## Document segment
__________________________________________________

The Blair Witch Project

Much like the Number 10 film on this list, Scream, The Blair Witch Project does not earn its spot here solely on the content of the film. Scream made the top 10 for being a great film at the perfect time. The Blair Witch Project makes the list primarily for the fact that its guerilla advertising campaign turned the world of film marketing completely upside down and reshaped the entire business of selling movies.

The brilliant marketing campaign, spearheaded by Artisan studio executive Steven Rothenberg, included a Sci-Fi (not yet Syfy) Network mockumentary about the missing filmmakers entitled "The Curse of the Blair Witch". The program even included interviews with the "parents" of the missing kids, and it aired just before the release of the film. An internet buzz about the movie possibly being real police footage stoked The Blair Witch Project and had audiences completely intrigued from the start. Blair Witch used the internet as no one in Hollywood had before and by doing so left audiences ravenous to see the film. It's a marketing strategy that is envied and copied relentlessly to this day.

__________________________________________________

## To-do list
a – From the Blair Witch Project passage, extract the part that opens with the words containing "The brilliant marketing" and closes with "to this day.".
b – According to the Blair Witch Project passage, who led the film's marketing campaign?
The records that follow have no connection to the Blair Witch Project passage.

## Rows

__________________________________________________

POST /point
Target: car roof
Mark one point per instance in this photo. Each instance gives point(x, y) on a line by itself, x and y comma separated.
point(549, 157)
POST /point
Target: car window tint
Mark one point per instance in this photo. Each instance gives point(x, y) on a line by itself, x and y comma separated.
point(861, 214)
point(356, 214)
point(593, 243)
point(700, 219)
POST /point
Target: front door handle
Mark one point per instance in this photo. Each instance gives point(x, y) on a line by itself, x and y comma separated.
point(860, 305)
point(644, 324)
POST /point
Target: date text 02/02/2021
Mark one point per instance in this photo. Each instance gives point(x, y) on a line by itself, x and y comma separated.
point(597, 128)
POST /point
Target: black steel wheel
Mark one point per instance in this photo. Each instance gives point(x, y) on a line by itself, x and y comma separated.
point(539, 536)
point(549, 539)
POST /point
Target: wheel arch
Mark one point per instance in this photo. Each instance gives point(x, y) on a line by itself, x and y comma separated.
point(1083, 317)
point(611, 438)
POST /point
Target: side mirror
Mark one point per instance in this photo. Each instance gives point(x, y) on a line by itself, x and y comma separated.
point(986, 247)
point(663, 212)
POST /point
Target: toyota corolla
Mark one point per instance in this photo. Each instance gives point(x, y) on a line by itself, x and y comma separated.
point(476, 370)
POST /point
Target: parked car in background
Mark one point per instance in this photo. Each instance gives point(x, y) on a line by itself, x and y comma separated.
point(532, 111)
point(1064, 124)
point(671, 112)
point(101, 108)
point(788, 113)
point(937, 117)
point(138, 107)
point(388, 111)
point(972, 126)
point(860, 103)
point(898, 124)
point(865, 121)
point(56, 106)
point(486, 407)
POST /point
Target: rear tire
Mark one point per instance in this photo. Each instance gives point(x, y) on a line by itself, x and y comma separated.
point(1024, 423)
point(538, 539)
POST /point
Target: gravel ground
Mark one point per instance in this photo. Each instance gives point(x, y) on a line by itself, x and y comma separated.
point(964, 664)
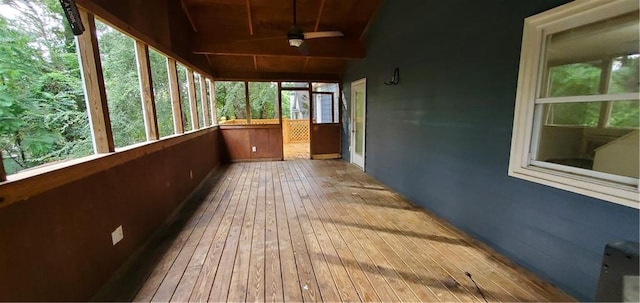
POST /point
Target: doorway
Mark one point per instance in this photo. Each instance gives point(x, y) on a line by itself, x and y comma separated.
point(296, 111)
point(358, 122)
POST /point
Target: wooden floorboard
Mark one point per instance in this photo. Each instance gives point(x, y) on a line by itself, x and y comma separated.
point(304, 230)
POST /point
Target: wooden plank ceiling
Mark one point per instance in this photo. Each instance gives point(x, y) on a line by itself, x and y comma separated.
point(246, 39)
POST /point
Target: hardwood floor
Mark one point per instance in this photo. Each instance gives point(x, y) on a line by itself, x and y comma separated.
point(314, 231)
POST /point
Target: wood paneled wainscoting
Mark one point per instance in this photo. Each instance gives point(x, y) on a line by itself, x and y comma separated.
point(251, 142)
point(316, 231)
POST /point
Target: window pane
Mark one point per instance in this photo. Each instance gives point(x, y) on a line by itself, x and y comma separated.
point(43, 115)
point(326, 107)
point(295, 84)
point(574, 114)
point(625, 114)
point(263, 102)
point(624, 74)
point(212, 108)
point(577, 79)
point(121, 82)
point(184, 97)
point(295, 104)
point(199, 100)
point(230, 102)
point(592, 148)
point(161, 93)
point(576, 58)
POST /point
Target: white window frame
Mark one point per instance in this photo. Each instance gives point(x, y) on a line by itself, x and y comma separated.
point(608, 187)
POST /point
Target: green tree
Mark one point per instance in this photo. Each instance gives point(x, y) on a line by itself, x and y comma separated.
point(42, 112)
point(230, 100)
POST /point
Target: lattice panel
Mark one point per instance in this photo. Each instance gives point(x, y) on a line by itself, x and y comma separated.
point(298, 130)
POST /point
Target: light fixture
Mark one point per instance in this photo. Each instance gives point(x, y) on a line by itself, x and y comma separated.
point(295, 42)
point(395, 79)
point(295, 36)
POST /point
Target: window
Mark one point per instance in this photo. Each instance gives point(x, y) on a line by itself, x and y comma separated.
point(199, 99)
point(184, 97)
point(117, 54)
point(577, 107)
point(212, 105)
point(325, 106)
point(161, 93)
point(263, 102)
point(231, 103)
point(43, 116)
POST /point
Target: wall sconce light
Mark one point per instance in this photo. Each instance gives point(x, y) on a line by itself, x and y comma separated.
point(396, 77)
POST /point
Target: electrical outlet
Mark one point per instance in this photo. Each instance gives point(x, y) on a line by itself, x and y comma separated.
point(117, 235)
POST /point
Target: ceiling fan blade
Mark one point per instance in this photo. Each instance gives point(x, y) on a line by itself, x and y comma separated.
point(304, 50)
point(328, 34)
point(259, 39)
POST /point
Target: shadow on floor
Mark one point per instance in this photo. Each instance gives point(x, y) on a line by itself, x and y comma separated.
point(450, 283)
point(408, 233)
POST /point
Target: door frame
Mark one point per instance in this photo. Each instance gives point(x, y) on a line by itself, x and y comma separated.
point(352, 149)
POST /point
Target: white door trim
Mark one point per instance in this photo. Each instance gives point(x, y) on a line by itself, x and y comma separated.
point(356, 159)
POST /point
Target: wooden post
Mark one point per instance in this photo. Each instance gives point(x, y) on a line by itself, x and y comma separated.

__________________________________________________

## Answers to each task
a –
The brilliant marketing campaign, spearheaded by Artisan studio executive Steven Rothenberg, included a Sci-Fi (not yet Syfy) Network mockumentary about the missing filmmakers entitled "The Curse of the Blair Witch". The program even included interviews with the "parents" of the missing kids, and it aired just before the release of the film. An internet buzz about the movie possibly being real police footage stoked The Blair Witch Project and had audiences completely intrigued from the start. Blair Witch used the internet as no one in Hollywood had before and by doing so left audiences ravenous to see the film. It's a marketing strategy that is envied and copied relentlessly to this day.

b – Artisan studio executive Steven Rothenberg led the campaign.